YOUR GOAL
Quote the data exactly, first line to the line containing "Point out the green leaf, one", with no pictures.

==== DATA ====

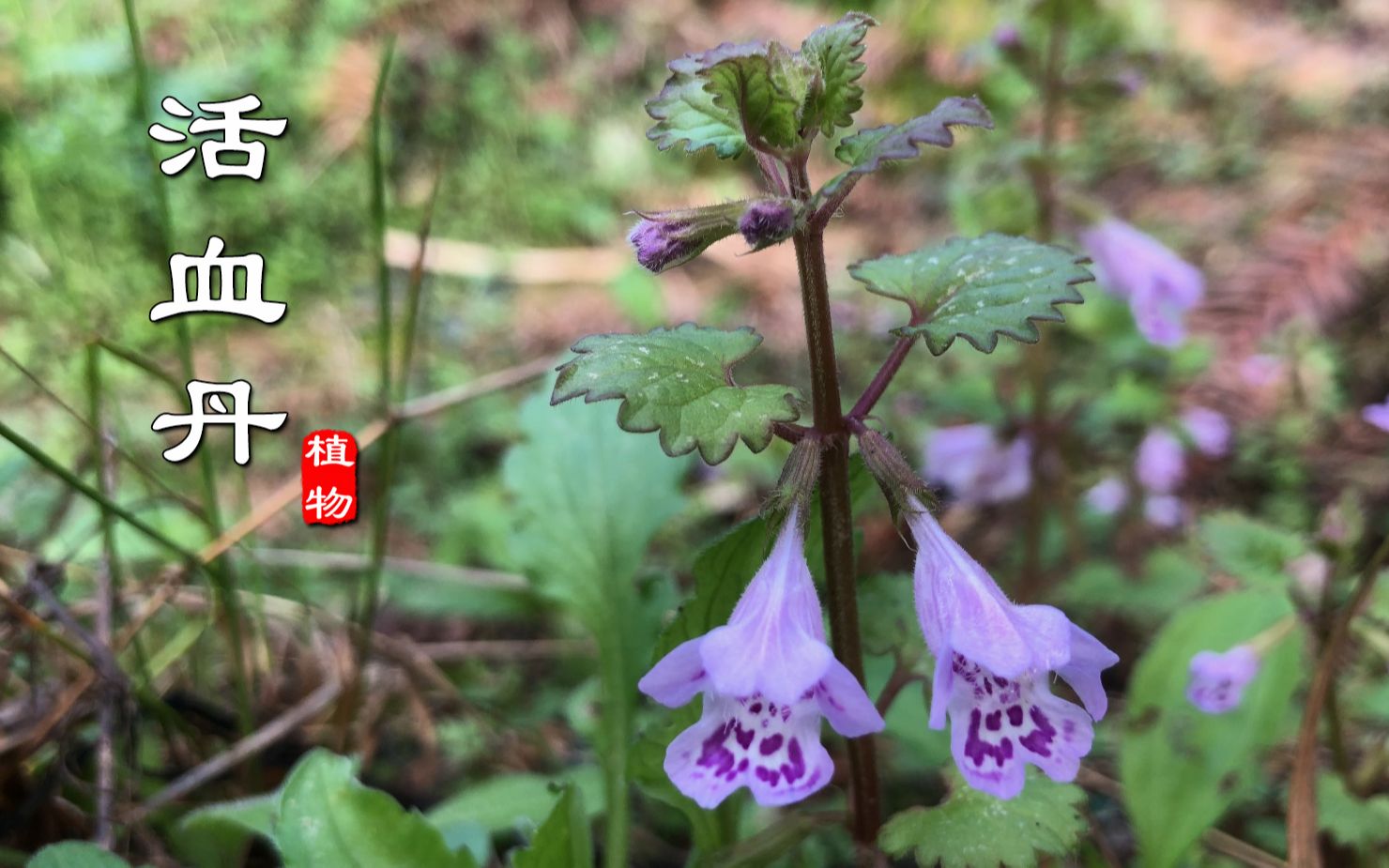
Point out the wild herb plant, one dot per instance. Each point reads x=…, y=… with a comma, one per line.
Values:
x=767, y=677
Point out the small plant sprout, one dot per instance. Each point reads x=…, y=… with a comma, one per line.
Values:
x=767, y=677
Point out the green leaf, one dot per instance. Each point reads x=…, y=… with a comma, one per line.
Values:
x=504, y=803
x=217, y=836
x=679, y=384
x=766, y=87
x=1183, y=769
x=833, y=52
x=972, y=830
x=328, y=819
x=1247, y=549
x=563, y=841
x=75, y=854
x=589, y=499
x=1356, y=822
x=977, y=288
x=867, y=150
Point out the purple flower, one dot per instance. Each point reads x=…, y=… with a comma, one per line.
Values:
x=1107, y=496
x=1209, y=430
x=665, y=239
x=993, y=662
x=767, y=678
x=1160, y=286
x=975, y=465
x=1160, y=465
x=1218, y=679
x=1377, y=416
x=1310, y=571
x=767, y=221
x=1163, y=510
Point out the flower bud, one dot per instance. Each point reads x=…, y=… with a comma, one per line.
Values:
x=665, y=239
x=767, y=221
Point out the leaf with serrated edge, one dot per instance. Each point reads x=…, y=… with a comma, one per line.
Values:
x=833, y=52
x=678, y=382
x=978, y=288
x=972, y=830
x=686, y=113
x=755, y=84
x=868, y=149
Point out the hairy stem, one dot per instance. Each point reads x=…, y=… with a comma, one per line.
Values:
x=836, y=511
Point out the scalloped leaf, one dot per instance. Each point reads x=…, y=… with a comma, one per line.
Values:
x=868, y=149
x=720, y=98
x=833, y=52
x=978, y=288
x=685, y=112
x=678, y=382
x=972, y=830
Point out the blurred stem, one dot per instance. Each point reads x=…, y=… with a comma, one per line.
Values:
x=109, y=582
x=835, y=507
x=1039, y=361
x=222, y=573
x=370, y=599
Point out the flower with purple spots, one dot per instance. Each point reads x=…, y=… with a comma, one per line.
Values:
x=993, y=660
x=767, y=678
x=1209, y=431
x=1159, y=285
x=977, y=467
x=1162, y=464
x=767, y=221
x=1218, y=680
x=1377, y=414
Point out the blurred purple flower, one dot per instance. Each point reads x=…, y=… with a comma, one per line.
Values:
x=1377, y=416
x=975, y=465
x=1310, y=572
x=993, y=662
x=1218, y=680
x=1163, y=510
x=1107, y=496
x=1210, y=431
x=1159, y=285
x=1160, y=465
x=767, y=678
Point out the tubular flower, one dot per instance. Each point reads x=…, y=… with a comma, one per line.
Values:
x=1209, y=431
x=977, y=467
x=1218, y=679
x=767, y=221
x=1159, y=285
x=1160, y=465
x=767, y=678
x=993, y=660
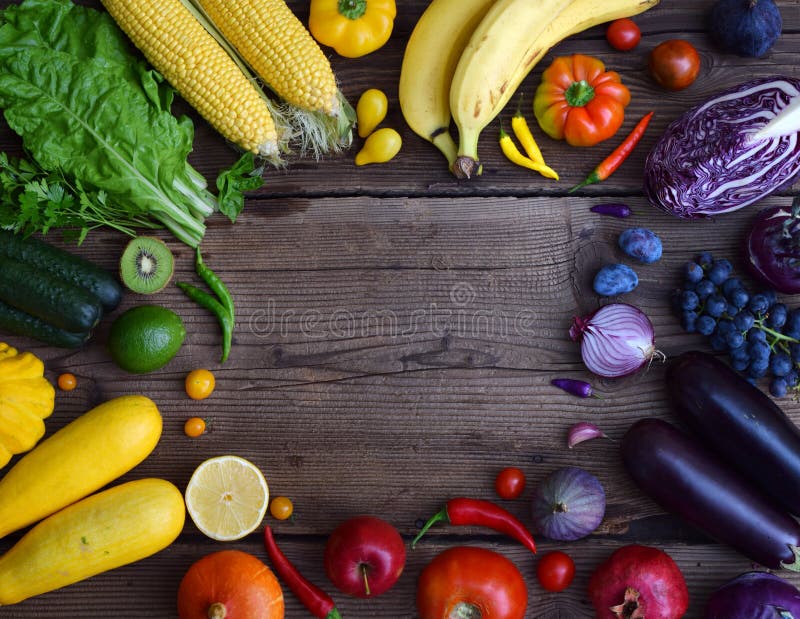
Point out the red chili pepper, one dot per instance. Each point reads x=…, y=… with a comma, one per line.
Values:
x=318, y=603
x=478, y=512
x=610, y=164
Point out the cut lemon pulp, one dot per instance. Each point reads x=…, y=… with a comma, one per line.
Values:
x=227, y=497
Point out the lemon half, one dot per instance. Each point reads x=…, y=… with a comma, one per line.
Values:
x=227, y=497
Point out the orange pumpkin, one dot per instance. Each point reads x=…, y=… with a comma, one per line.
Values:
x=230, y=584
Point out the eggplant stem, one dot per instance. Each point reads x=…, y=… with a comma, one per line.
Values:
x=795, y=564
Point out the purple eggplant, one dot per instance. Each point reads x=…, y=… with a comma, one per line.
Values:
x=740, y=422
x=754, y=595
x=686, y=479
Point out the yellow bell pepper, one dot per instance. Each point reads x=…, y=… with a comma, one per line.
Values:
x=353, y=28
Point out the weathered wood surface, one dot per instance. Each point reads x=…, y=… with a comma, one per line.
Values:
x=397, y=331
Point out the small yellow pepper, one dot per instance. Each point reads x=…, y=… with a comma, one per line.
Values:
x=371, y=110
x=381, y=146
x=523, y=132
x=513, y=154
x=353, y=28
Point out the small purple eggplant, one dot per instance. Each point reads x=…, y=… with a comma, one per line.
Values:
x=754, y=595
x=580, y=388
x=614, y=210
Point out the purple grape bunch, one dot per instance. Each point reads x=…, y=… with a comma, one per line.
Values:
x=759, y=333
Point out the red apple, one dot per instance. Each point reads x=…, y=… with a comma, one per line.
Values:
x=364, y=556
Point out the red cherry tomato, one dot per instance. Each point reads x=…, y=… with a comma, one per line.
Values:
x=674, y=64
x=555, y=571
x=623, y=34
x=509, y=483
x=471, y=581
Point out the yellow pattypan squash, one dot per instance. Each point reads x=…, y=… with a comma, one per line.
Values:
x=352, y=27
x=26, y=399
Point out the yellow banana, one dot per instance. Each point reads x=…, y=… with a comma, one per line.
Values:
x=431, y=54
x=494, y=63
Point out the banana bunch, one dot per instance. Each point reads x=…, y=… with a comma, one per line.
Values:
x=465, y=59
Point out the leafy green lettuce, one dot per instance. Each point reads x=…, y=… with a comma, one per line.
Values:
x=91, y=111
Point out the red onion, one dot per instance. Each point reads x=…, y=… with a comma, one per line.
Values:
x=616, y=340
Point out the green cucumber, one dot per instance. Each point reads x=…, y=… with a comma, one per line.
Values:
x=69, y=267
x=17, y=322
x=48, y=297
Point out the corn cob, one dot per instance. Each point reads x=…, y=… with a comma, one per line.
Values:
x=178, y=46
x=279, y=49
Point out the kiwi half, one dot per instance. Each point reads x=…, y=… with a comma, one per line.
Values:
x=146, y=265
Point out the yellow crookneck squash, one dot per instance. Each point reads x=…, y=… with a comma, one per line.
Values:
x=26, y=399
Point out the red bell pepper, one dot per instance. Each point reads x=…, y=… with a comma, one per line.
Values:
x=579, y=101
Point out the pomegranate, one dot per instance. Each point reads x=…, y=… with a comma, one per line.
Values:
x=638, y=582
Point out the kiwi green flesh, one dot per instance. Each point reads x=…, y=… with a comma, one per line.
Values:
x=146, y=265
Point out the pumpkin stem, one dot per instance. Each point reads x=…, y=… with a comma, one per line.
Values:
x=364, y=569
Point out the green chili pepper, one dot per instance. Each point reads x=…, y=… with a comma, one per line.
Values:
x=205, y=300
x=215, y=283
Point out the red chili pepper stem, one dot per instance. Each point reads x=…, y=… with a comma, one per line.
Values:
x=477, y=512
x=440, y=516
x=610, y=164
x=318, y=603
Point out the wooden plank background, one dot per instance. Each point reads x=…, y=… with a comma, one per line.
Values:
x=397, y=331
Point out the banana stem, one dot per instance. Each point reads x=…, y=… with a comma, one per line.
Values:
x=445, y=143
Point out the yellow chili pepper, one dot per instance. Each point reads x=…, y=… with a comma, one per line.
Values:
x=353, y=28
x=381, y=146
x=520, y=127
x=371, y=110
x=513, y=154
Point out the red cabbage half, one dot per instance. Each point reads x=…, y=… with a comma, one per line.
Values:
x=731, y=151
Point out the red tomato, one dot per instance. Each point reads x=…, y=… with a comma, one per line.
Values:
x=467, y=579
x=623, y=34
x=555, y=571
x=509, y=483
x=674, y=64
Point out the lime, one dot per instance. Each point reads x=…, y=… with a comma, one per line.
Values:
x=145, y=338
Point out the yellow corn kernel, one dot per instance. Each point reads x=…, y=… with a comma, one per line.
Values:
x=178, y=46
x=279, y=49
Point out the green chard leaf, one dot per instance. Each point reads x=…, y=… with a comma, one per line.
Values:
x=233, y=182
x=90, y=112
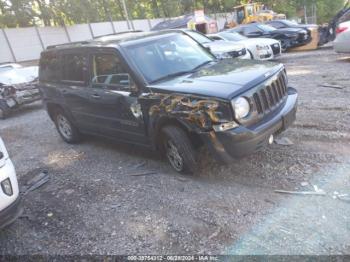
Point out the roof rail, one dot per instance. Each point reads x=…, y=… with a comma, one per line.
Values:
x=68, y=44
x=119, y=33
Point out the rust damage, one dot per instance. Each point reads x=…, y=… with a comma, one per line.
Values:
x=200, y=112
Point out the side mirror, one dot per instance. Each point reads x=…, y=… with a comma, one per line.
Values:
x=255, y=34
x=207, y=48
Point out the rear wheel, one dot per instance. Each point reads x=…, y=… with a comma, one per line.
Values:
x=179, y=150
x=65, y=128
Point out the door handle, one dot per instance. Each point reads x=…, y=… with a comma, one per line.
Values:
x=96, y=96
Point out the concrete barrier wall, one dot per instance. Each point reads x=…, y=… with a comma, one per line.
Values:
x=27, y=43
x=5, y=51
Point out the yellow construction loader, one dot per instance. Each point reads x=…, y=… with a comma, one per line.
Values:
x=254, y=12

====

TASK SOLUTION
Point out the wild herb plant, one dot per instance. Each point reads x=…, y=… with a comma, one per line.
Values:
x=767, y=677
Point out the small plant sprout, one dot per instance. Each point reads x=…, y=… with a comma, one per line.
Values:
x=767, y=677
Point out the green leaf, one dot per instance. Each point reads x=…, y=… with a comma, one per line.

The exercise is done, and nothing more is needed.